(Entries taken from a collection)
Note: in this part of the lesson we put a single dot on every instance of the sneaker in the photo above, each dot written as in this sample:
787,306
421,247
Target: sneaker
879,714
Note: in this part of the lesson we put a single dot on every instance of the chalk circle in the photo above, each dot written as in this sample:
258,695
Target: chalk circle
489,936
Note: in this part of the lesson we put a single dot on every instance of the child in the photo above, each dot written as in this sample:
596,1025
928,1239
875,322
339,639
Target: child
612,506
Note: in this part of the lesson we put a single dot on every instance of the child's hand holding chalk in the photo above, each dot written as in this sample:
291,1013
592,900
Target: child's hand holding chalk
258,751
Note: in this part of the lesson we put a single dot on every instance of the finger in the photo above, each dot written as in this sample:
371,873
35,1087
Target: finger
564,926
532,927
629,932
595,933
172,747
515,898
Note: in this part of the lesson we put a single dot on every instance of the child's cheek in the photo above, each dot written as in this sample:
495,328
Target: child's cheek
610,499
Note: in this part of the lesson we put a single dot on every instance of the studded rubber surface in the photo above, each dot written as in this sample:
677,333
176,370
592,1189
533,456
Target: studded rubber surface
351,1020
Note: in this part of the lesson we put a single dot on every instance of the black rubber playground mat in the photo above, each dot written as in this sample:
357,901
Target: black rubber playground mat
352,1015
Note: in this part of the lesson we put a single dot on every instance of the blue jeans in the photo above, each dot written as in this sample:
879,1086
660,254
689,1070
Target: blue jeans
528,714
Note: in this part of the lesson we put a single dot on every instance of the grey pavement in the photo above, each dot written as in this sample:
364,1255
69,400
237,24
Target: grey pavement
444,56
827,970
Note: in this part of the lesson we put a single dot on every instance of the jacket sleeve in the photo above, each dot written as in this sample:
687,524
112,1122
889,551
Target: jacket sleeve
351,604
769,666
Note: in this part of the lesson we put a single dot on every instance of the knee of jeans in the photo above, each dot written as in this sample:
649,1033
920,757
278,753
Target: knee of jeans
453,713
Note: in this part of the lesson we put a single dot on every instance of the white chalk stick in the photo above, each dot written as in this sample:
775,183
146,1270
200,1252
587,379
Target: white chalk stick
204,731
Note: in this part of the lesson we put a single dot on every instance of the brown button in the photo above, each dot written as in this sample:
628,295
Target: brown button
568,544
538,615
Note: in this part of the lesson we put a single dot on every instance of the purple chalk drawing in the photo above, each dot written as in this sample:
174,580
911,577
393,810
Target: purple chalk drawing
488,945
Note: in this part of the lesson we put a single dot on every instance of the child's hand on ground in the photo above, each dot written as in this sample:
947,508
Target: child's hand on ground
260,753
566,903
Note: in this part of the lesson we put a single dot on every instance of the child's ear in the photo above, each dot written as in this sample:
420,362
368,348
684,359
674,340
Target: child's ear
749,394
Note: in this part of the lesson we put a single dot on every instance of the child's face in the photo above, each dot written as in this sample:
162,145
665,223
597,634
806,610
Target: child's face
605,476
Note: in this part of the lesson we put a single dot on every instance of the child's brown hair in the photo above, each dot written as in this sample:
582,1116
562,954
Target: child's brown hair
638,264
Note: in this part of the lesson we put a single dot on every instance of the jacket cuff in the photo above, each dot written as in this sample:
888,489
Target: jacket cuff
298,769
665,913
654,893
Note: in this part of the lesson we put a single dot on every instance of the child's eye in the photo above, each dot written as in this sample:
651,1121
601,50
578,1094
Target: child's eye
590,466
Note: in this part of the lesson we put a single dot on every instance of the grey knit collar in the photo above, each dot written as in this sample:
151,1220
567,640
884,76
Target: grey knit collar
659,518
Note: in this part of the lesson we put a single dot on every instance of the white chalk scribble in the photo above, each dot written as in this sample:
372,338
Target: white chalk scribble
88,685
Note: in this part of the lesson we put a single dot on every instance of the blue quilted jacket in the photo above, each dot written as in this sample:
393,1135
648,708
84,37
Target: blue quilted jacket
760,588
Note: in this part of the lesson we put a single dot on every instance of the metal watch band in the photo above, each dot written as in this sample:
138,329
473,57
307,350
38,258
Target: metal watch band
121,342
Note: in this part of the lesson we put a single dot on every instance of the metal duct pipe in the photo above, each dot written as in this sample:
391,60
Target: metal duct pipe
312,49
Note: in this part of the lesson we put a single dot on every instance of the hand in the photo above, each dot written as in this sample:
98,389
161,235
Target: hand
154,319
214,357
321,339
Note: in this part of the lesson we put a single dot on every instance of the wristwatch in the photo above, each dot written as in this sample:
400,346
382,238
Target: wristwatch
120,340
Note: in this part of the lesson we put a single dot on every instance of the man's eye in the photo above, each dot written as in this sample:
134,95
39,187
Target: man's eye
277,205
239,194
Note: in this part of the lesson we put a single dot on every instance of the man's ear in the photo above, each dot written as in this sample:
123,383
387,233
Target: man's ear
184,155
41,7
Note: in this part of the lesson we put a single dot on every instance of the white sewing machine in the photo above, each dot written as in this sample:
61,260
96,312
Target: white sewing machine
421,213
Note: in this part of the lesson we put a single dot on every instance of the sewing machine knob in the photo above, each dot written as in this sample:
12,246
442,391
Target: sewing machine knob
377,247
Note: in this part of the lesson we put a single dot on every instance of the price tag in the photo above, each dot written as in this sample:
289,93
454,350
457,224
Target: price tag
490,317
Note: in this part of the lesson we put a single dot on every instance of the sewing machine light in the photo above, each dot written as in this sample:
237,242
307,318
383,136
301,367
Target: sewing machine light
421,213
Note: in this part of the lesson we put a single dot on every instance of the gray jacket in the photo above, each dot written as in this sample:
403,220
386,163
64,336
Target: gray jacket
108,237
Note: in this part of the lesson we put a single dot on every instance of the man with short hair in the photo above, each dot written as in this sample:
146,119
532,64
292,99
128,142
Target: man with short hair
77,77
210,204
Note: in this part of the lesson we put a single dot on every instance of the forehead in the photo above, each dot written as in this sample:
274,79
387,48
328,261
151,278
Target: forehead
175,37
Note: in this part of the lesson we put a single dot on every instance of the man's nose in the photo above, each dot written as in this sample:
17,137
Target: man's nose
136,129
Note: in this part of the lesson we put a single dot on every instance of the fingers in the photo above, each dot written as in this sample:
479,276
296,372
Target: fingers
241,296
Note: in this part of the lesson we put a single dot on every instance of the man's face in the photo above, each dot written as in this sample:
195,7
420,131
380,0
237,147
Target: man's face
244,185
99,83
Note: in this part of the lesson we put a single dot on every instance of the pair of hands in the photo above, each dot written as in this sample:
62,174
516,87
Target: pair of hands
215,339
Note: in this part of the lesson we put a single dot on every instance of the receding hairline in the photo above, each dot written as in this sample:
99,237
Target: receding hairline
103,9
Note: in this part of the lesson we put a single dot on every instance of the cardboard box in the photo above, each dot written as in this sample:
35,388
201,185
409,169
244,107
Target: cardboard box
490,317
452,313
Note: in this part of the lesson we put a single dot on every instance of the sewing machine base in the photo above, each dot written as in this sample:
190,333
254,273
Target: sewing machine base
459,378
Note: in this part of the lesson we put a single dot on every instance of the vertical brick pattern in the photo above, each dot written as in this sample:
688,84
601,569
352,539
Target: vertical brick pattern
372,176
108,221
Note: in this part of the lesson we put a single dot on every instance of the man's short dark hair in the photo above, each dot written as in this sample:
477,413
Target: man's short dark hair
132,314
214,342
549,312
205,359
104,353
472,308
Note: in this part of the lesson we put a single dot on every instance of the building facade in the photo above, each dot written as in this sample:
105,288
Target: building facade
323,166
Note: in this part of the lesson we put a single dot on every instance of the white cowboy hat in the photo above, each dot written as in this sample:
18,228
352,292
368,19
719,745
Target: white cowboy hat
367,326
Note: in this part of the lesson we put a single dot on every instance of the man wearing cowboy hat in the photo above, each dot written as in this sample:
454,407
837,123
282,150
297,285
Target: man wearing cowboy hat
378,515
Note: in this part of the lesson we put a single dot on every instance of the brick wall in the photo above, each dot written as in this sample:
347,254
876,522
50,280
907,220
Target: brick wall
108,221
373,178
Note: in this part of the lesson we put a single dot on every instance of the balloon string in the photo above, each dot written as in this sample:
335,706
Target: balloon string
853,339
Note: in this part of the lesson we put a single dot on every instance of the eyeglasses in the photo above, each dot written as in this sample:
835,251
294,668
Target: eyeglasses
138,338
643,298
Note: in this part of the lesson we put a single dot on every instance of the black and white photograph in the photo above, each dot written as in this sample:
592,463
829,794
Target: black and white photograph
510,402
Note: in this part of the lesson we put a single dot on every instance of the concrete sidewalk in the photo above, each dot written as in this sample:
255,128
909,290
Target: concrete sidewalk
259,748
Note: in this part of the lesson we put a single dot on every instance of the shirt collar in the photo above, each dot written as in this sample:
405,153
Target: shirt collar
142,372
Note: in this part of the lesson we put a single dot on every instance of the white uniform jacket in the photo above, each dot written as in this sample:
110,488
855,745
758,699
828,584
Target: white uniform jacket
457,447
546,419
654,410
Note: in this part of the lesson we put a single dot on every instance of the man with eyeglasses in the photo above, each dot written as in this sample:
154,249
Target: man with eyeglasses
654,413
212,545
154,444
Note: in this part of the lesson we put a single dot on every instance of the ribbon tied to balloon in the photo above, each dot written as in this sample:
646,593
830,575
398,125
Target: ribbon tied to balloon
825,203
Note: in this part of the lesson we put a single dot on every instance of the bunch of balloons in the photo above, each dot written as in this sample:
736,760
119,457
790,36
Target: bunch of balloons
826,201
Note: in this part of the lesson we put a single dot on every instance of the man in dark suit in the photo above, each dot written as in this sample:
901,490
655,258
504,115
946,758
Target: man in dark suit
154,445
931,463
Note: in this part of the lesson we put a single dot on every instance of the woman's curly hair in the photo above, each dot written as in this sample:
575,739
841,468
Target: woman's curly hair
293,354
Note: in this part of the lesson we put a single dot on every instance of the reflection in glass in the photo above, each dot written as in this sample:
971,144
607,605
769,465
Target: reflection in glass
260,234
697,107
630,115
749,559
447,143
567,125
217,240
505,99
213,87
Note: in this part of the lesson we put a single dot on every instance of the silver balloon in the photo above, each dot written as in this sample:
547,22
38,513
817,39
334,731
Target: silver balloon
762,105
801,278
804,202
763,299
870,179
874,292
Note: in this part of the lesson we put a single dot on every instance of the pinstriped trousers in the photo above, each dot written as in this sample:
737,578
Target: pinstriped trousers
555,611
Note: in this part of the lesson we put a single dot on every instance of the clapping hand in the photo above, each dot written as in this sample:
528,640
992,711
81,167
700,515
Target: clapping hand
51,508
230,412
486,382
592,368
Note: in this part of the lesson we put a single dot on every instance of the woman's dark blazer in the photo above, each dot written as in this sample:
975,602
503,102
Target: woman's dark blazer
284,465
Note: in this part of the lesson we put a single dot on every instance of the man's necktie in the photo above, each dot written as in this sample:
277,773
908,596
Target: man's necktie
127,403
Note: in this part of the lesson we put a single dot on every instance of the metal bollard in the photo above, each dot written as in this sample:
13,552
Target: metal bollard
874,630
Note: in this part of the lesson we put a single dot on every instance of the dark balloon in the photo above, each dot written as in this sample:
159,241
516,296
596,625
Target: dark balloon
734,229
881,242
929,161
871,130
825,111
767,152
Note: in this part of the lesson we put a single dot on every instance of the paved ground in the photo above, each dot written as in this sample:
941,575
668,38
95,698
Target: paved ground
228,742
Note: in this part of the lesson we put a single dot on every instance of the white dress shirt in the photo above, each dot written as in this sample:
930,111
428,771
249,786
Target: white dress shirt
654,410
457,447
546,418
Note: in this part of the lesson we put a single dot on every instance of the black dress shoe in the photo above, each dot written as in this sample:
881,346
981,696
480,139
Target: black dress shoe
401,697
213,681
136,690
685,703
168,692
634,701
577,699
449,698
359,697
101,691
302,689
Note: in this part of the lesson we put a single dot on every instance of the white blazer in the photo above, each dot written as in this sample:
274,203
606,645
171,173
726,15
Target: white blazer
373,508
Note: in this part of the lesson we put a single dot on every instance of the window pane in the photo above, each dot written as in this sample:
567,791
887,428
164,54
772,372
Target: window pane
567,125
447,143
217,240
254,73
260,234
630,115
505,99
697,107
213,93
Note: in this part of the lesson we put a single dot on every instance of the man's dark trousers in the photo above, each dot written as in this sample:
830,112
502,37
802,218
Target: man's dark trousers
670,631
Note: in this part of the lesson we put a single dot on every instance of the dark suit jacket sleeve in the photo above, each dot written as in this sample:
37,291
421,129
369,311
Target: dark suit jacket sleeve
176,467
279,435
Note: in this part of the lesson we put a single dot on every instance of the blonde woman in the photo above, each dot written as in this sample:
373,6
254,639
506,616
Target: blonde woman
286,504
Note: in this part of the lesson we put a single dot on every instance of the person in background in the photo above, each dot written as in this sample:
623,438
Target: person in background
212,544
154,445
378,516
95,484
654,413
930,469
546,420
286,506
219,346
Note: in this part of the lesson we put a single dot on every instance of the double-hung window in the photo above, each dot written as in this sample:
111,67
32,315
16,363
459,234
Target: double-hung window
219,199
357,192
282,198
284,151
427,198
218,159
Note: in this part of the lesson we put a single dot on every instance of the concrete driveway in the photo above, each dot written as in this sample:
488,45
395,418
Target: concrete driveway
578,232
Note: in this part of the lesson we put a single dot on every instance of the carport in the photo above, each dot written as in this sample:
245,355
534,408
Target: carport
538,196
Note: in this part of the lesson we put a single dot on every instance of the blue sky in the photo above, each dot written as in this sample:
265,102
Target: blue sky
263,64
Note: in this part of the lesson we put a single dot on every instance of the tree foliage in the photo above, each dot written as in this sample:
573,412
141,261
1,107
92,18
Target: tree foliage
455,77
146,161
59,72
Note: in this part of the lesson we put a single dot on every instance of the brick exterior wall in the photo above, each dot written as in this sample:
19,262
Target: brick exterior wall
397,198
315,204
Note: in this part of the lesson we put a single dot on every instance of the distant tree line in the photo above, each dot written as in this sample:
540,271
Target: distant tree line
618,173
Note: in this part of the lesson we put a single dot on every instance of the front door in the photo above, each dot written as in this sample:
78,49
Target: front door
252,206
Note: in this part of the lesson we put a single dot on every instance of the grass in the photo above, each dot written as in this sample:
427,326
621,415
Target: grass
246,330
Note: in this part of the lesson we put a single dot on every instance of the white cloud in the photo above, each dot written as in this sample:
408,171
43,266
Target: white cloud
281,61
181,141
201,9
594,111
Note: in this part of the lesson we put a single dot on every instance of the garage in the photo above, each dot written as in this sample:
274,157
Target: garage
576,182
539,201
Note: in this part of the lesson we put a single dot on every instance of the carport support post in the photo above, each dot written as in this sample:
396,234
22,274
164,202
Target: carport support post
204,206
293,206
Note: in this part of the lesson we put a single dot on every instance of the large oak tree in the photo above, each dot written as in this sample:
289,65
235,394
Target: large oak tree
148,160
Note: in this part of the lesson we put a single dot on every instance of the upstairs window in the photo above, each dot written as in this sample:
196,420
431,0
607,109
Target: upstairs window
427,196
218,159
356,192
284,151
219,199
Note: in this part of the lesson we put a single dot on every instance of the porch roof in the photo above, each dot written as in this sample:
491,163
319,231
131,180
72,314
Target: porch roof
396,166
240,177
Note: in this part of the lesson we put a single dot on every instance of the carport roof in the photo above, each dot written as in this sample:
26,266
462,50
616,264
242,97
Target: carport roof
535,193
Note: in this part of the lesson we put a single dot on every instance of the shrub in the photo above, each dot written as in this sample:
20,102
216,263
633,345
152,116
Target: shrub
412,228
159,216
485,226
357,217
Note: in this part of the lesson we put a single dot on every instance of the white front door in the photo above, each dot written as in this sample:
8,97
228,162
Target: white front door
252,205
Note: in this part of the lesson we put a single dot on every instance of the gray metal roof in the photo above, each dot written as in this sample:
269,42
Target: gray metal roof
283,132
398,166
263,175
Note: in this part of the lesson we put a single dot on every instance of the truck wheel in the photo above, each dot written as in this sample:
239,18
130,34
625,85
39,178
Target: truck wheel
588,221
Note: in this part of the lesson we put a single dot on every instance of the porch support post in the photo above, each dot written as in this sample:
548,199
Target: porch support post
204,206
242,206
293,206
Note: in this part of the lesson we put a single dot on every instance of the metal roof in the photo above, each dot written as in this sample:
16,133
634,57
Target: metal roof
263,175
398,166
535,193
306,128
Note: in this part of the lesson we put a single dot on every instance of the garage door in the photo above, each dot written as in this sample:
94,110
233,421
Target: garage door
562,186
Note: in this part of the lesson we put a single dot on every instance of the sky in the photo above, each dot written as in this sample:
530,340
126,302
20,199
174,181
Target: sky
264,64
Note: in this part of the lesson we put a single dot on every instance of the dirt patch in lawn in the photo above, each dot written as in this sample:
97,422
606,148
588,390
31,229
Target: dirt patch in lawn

▸ **Exercise directions**:
Repeat precisely the lines of the data starting at the one containing "the garage door", last line included.

▸ **Task response**:
Note: in this part of the lesson we put a single dot on every instance of the garage door in the photo above, each dot written as in this sample:
94,110
233,421
Target: garage door
562,186
Note: in this part of the lesson we put a single dot on every instance of the sky in the photo above, each dot written as in this sample:
530,340
126,302
20,199
174,181
Target: sky
264,64
Note: in this part of the lesson we put a single dot on every instance of the dirt patch in lawn in the photo above, each dot written as in this sample:
97,422
606,148
588,390
31,229
Target: dirt patch in lawn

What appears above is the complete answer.